• _Written task_
Reproduce the listing below, starting at the line that contains "on the winding" and stopping after the line that contains "Query: winding river channel". In those lines, swap "winding" for "meandering" and leave everything else unchanged.

--- start ---

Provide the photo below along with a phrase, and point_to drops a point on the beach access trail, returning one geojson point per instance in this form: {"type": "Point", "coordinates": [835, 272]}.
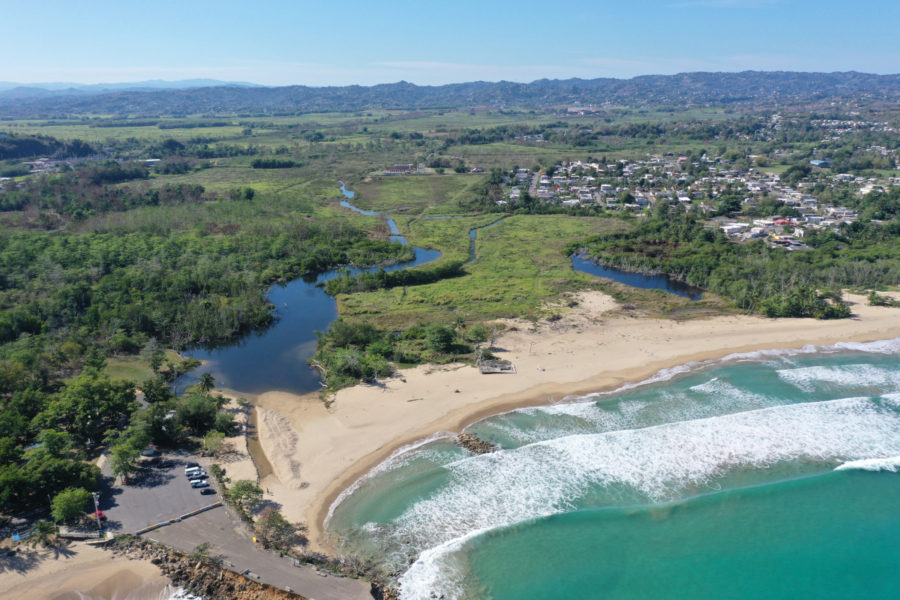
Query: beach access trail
{"type": "Point", "coordinates": [317, 452]}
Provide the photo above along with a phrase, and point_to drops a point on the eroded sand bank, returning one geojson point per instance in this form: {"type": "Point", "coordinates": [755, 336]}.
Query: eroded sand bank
{"type": "Point", "coordinates": [316, 452]}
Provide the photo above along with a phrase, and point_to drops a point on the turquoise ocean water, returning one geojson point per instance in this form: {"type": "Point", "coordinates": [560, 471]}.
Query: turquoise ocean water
{"type": "Point", "coordinates": [768, 475]}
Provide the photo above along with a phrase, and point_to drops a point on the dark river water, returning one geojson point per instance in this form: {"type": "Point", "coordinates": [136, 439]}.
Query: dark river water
{"type": "Point", "coordinates": [647, 282]}
{"type": "Point", "coordinates": [275, 358]}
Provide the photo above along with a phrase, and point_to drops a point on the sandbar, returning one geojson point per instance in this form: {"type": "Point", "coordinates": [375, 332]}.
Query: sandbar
{"type": "Point", "coordinates": [315, 452]}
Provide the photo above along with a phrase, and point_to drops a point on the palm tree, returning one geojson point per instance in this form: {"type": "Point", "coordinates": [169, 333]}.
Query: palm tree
{"type": "Point", "coordinates": [207, 382]}
{"type": "Point", "coordinates": [44, 533]}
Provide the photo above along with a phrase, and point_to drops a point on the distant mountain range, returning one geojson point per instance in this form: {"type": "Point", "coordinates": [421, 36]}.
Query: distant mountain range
{"type": "Point", "coordinates": [749, 88]}
{"type": "Point", "coordinates": [9, 89]}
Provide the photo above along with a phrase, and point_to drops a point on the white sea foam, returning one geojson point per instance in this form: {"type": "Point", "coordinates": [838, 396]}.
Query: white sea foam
{"type": "Point", "coordinates": [891, 463]}
{"type": "Point", "coordinates": [662, 462]}
{"type": "Point", "coordinates": [434, 570]}
{"type": "Point", "coordinates": [391, 462]}
{"type": "Point", "coordinates": [808, 379]}
{"type": "Point", "coordinates": [890, 346]}
{"type": "Point", "coordinates": [711, 398]}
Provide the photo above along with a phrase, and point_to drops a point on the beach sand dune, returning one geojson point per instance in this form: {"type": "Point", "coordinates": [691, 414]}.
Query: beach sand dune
{"type": "Point", "coordinates": [318, 451]}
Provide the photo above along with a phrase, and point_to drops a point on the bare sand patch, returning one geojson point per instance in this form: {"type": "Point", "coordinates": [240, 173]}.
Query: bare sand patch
{"type": "Point", "coordinates": [77, 572]}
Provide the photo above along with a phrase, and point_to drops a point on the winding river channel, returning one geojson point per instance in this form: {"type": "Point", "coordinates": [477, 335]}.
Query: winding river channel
{"type": "Point", "coordinates": [275, 358]}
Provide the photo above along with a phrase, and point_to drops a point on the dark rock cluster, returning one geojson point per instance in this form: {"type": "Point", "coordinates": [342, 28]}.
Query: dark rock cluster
{"type": "Point", "coordinates": [474, 444]}
{"type": "Point", "coordinates": [201, 577]}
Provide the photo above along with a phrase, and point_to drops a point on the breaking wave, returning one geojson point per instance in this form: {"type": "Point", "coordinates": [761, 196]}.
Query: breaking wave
{"type": "Point", "coordinates": [658, 463]}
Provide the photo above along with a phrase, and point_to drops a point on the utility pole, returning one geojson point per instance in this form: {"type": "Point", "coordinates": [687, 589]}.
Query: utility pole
{"type": "Point", "coordinates": [96, 495]}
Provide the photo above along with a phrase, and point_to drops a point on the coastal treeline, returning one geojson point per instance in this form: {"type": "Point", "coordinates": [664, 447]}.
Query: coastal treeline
{"type": "Point", "coordinates": [119, 290]}
{"type": "Point", "coordinates": [51, 430]}
{"type": "Point", "coordinates": [348, 283]}
{"type": "Point", "coordinates": [351, 352]}
{"type": "Point", "coordinates": [755, 276]}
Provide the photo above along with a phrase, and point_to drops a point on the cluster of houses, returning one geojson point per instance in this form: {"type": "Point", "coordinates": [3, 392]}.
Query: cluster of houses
{"type": "Point", "coordinates": [638, 185]}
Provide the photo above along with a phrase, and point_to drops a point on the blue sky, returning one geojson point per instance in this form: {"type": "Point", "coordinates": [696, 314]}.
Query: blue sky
{"type": "Point", "coordinates": [284, 42]}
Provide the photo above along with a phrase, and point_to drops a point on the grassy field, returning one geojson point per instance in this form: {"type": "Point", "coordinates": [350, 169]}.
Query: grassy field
{"type": "Point", "coordinates": [520, 266]}
{"type": "Point", "coordinates": [414, 194]}
{"type": "Point", "coordinates": [134, 368]}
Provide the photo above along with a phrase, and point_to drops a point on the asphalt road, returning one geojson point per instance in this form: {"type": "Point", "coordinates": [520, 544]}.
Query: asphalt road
{"type": "Point", "coordinates": [157, 495]}
{"type": "Point", "coordinates": [230, 542]}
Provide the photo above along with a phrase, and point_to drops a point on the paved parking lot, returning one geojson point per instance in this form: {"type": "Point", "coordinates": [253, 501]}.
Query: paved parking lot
{"type": "Point", "coordinates": [152, 495]}
{"type": "Point", "coordinates": [230, 541]}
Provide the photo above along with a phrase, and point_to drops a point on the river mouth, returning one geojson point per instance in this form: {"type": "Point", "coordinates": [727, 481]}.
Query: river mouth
{"type": "Point", "coordinates": [274, 359]}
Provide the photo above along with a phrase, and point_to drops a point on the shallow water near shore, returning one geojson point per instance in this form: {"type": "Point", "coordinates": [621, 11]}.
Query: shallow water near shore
{"type": "Point", "coordinates": [769, 475]}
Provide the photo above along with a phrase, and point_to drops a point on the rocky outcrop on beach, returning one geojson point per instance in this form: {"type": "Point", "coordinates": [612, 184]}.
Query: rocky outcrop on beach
{"type": "Point", "coordinates": [380, 591]}
{"type": "Point", "coordinates": [199, 576]}
{"type": "Point", "coordinates": [474, 444]}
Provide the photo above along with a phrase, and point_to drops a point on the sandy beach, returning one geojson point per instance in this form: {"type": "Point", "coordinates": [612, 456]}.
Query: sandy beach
{"type": "Point", "coordinates": [78, 571]}
{"type": "Point", "coordinates": [316, 452]}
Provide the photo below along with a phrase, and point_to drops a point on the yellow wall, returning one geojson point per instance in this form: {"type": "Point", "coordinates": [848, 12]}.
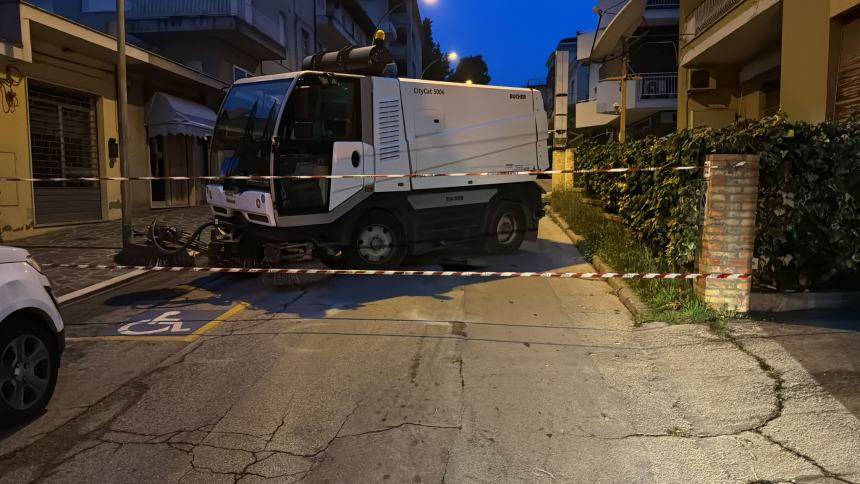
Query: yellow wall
{"type": "Point", "coordinates": [838, 7]}
{"type": "Point", "coordinates": [805, 68]}
{"type": "Point", "coordinates": [17, 219]}
{"type": "Point", "coordinates": [16, 198]}
{"type": "Point", "coordinates": [810, 47]}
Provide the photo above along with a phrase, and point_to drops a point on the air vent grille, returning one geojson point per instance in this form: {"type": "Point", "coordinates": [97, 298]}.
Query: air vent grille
{"type": "Point", "coordinates": [390, 130]}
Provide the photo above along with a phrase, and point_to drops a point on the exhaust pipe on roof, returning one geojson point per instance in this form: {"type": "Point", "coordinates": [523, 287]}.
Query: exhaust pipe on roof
{"type": "Point", "coordinates": [373, 60]}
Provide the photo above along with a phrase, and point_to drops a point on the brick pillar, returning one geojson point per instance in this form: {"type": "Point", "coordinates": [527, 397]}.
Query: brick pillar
{"type": "Point", "coordinates": [558, 163]}
{"type": "Point", "coordinates": [568, 165]}
{"type": "Point", "coordinates": [728, 230]}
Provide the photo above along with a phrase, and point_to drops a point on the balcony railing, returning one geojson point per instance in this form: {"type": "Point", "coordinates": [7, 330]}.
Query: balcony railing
{"type": "Point", "coordinates": [663, 4]}
{"type": "Point", "coordinates": [659, 85]}
{"type": "Point", "coordinates": [244, 9]}
{"type": "Point", "coordinates": [707, 14]}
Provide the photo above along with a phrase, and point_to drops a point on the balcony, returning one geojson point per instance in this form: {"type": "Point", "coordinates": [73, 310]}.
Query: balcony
{"type": "Point", "coordinates": [659, 85]}
{"type": "Point", "coordinates": [727, 32]}
{"type": "Point", "coordinates": [587, 115]}
{"type": "Point", "coordinates": [344, 23]}
{"type": "Point", "coordinates": [237, 22]}
{"type": "Point", "coordinates": [651, 93]}
{"type": "Point", "coordinates": [707, 14]}
{"type": "Point", "coordinates": [671, 4]}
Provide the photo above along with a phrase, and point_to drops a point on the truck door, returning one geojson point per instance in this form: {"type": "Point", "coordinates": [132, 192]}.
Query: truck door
{"type": "Point", "coordinates": [320, 132]}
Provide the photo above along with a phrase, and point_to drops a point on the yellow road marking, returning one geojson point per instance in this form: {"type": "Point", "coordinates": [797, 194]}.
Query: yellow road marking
{"type": "Point", "coordinates": [217, 321]}
{"type": "Point", "coordinates": [211, 325]}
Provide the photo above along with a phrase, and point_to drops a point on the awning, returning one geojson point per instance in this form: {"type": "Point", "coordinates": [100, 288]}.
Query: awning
{"type": "Point", "coordinates": [623, 24]}
{"type": "Point", "coordinates": [166, 114]}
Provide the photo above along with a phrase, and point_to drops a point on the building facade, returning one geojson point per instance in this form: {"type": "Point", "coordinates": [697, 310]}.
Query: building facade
{"type": "Point", "coordinates": [59, 120]}
{"type": "Point", "coordinates": [745, 59]}
{"type": "Point", "coordinates": [636, 40]}
{"type": "Point", "coordinates": [182, 57]}
{"type": "Point", "coordinates": [561, 82]}
{"type": "Point", "coordinates": [403, 19]}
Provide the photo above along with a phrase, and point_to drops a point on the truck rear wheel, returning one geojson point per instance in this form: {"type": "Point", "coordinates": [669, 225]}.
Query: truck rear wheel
{"type": "Point", "coordinates": [378, 242]}
{"type": "Point", "coordinates": [507, 227]}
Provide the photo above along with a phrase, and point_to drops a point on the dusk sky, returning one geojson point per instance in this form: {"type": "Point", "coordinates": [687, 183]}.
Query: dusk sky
{"type": "Point", "coordinates": [515, 36]}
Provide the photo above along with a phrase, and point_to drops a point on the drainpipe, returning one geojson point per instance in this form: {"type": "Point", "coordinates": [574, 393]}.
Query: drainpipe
{"type": "Point", "coordinates": [314, 49]}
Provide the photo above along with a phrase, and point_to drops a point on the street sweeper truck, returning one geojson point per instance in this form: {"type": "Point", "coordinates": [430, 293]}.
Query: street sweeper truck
{"type": "Point", "coordinates": [346, 115]}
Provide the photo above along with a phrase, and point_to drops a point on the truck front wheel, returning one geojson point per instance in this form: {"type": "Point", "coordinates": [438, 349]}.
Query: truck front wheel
{"type": "Point", "coordinates": [507, 227]}
{"type": "Point", "coordinates": [378, 242]}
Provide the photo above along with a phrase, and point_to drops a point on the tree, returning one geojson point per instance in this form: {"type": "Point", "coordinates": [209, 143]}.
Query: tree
{"type": "Point", "coordinates": [472, 68]}
{"type": "Point", "coordinates": [432, 55]}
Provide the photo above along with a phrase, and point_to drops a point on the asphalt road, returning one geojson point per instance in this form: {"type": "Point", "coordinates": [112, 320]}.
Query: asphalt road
{"type": "Point", "coordinates": [183, 378]}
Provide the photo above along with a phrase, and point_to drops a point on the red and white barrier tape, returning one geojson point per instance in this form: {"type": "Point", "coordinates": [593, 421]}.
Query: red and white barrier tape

--- end ---

• _Solution for this problem_
Provide the photo above along with a phrase, and point_to drops a point on the meandering river channel, returning one geojson point per instance in this form: {"type": "Point", "coordinates": [477, 335]}.
Query: meandering river channel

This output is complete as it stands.